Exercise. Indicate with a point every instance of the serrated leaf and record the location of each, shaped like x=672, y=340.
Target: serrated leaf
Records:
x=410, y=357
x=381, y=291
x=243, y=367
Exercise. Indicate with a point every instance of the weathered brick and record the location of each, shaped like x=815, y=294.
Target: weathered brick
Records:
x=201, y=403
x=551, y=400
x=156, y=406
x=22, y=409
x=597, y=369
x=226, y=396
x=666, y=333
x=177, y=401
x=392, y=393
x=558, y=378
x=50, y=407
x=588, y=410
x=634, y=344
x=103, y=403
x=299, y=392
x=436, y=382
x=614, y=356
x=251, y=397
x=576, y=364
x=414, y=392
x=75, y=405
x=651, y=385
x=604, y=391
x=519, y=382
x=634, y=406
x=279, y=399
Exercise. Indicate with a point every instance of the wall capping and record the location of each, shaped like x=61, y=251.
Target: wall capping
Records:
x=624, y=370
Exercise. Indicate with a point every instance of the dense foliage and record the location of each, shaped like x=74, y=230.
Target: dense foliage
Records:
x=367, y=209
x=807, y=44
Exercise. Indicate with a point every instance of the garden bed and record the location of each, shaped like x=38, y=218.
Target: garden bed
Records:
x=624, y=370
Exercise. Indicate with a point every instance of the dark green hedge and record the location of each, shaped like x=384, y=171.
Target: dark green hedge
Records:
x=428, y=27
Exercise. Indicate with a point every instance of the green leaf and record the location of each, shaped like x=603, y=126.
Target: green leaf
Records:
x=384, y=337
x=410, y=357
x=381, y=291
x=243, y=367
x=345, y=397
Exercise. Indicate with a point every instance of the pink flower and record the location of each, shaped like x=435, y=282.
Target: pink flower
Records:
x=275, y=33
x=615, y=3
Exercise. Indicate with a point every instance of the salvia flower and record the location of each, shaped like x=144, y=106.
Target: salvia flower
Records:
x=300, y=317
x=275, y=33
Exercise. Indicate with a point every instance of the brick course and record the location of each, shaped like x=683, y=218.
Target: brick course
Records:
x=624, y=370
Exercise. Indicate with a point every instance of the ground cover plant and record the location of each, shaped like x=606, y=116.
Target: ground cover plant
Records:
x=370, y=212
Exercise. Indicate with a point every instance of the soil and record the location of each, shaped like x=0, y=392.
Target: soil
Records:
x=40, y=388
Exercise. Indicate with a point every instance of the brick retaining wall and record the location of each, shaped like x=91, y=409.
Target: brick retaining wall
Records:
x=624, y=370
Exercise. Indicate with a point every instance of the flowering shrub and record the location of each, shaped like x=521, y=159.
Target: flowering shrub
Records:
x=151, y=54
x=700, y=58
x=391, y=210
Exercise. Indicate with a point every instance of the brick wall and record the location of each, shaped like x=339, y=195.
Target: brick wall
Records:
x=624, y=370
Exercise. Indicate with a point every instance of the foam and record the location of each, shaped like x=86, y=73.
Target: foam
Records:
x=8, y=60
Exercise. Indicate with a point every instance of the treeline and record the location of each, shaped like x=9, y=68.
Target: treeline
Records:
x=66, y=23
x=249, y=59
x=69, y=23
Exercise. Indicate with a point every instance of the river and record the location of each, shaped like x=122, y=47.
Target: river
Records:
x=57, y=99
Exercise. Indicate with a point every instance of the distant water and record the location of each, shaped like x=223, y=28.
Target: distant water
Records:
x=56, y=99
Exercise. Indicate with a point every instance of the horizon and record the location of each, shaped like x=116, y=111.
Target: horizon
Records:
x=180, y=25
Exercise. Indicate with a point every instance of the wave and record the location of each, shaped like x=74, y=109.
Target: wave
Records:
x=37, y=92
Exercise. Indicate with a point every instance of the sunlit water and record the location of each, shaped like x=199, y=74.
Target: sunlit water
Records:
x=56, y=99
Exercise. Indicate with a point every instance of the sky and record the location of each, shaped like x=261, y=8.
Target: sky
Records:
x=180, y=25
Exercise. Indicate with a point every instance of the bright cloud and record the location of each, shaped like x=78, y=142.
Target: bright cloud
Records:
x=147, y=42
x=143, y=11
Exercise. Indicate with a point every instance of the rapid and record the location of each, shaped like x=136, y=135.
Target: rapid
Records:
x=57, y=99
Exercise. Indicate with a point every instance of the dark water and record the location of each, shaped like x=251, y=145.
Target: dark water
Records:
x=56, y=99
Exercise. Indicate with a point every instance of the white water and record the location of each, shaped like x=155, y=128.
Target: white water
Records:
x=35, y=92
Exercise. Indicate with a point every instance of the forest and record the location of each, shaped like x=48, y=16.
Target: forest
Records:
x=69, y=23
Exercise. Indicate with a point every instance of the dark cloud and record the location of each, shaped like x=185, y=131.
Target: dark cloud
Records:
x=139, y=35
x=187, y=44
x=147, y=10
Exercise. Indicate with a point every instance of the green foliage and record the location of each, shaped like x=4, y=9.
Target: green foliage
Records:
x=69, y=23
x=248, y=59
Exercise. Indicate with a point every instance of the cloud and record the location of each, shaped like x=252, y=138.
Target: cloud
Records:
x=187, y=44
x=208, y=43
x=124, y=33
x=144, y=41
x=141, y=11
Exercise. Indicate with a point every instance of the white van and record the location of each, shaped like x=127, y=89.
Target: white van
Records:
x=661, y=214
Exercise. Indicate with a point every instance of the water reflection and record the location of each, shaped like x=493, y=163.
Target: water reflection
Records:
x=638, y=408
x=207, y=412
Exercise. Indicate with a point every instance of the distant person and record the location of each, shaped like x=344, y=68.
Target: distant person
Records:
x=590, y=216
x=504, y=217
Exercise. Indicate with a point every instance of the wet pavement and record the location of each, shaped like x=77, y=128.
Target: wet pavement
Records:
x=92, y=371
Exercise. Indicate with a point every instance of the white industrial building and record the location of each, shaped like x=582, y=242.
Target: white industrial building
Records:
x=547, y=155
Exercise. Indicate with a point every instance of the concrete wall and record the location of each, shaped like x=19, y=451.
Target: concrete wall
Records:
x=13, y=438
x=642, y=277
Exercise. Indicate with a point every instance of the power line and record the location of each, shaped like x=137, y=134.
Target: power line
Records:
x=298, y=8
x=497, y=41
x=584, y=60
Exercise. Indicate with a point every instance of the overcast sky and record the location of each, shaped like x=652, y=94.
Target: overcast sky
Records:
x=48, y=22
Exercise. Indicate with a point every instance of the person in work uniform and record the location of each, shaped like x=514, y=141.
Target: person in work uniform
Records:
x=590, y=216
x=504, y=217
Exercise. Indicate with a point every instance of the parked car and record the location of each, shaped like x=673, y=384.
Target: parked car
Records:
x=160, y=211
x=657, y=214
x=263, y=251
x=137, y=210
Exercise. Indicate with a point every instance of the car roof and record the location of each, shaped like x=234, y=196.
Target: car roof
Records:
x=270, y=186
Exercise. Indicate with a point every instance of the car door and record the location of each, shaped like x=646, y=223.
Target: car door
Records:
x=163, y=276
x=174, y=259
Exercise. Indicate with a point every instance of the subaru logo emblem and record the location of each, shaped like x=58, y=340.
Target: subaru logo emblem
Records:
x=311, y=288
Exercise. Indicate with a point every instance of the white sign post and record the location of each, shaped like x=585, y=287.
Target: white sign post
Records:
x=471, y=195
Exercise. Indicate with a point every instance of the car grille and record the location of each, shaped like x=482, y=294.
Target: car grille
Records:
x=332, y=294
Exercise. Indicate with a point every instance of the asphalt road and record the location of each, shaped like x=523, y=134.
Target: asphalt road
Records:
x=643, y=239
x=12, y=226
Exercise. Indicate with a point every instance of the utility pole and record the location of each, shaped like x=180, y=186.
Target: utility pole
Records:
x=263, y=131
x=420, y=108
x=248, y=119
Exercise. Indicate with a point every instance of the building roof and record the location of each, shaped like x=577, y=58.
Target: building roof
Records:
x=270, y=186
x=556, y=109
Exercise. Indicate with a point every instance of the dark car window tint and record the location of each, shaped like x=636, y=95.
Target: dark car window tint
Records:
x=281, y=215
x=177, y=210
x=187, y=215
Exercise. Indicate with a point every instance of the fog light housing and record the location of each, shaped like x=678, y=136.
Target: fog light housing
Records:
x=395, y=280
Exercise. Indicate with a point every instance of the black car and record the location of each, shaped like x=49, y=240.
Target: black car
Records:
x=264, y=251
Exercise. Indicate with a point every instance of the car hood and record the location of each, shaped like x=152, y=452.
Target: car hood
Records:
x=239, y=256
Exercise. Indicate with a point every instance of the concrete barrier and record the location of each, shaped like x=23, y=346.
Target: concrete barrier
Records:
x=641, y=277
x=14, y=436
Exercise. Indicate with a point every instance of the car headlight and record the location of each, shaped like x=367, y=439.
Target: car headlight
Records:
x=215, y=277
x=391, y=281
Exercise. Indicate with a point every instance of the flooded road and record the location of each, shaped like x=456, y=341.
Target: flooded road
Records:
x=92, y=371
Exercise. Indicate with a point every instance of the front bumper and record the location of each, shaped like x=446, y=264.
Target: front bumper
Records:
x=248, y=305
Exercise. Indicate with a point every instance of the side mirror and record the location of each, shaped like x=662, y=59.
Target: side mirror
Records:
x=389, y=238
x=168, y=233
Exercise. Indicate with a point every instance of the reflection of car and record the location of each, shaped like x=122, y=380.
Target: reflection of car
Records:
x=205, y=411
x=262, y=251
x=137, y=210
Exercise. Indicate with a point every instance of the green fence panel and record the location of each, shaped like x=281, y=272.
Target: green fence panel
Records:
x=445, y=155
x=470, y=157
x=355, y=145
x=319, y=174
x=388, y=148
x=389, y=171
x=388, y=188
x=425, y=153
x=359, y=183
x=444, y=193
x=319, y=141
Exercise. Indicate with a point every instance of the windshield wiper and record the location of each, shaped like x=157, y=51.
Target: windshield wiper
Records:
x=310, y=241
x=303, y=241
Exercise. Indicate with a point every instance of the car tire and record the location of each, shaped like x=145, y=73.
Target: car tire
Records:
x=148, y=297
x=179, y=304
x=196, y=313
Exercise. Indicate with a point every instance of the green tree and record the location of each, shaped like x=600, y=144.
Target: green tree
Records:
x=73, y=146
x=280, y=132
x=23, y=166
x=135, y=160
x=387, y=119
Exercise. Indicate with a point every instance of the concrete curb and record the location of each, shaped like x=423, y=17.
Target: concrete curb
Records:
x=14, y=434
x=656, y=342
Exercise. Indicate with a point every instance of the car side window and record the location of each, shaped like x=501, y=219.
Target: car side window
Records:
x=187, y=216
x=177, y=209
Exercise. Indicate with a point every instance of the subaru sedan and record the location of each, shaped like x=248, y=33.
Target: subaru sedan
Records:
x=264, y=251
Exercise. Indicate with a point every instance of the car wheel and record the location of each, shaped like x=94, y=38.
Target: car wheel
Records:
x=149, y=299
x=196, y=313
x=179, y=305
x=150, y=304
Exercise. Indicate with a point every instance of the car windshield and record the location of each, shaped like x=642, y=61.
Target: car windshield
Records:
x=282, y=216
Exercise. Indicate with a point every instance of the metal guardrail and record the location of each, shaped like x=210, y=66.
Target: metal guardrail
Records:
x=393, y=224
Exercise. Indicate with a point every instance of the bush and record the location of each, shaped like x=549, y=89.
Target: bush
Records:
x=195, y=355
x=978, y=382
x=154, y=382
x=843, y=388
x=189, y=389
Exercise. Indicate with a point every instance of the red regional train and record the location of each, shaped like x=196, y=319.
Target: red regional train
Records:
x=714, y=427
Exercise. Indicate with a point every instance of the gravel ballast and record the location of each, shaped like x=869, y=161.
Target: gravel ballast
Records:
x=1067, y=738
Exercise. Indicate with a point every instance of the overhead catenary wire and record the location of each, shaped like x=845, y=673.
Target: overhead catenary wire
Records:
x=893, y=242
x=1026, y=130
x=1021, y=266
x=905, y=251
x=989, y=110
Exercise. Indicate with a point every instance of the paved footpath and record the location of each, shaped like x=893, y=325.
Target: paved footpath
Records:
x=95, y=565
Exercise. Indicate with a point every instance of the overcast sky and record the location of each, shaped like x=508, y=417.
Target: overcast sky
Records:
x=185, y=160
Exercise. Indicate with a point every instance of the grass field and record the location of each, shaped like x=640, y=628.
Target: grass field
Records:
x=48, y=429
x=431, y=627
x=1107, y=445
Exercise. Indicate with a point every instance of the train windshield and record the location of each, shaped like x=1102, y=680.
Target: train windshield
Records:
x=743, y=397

● ● ● ●

#### [Exercise brief]
Turn the span of the records above that opens with the line containing "like x=642, y=61." and closes with the line containing "x=393, y=224" into a numbered list, one line per item, with blank lines omitted. Include only those lines.

#### [Task result]
1. Exercise. Indicate with a point every instance of the car windshield and record the location of each, shaped like x=642, y=61.
2. Target: car windshield
3. Records:
4. x=282, y=216
5. Exercise. Indicate with a point every instance of the metal guardrail and record the location of each, shaped like x=210, y=66.
6. Target: metal guardrail
7. Records:
8. x=393, y=224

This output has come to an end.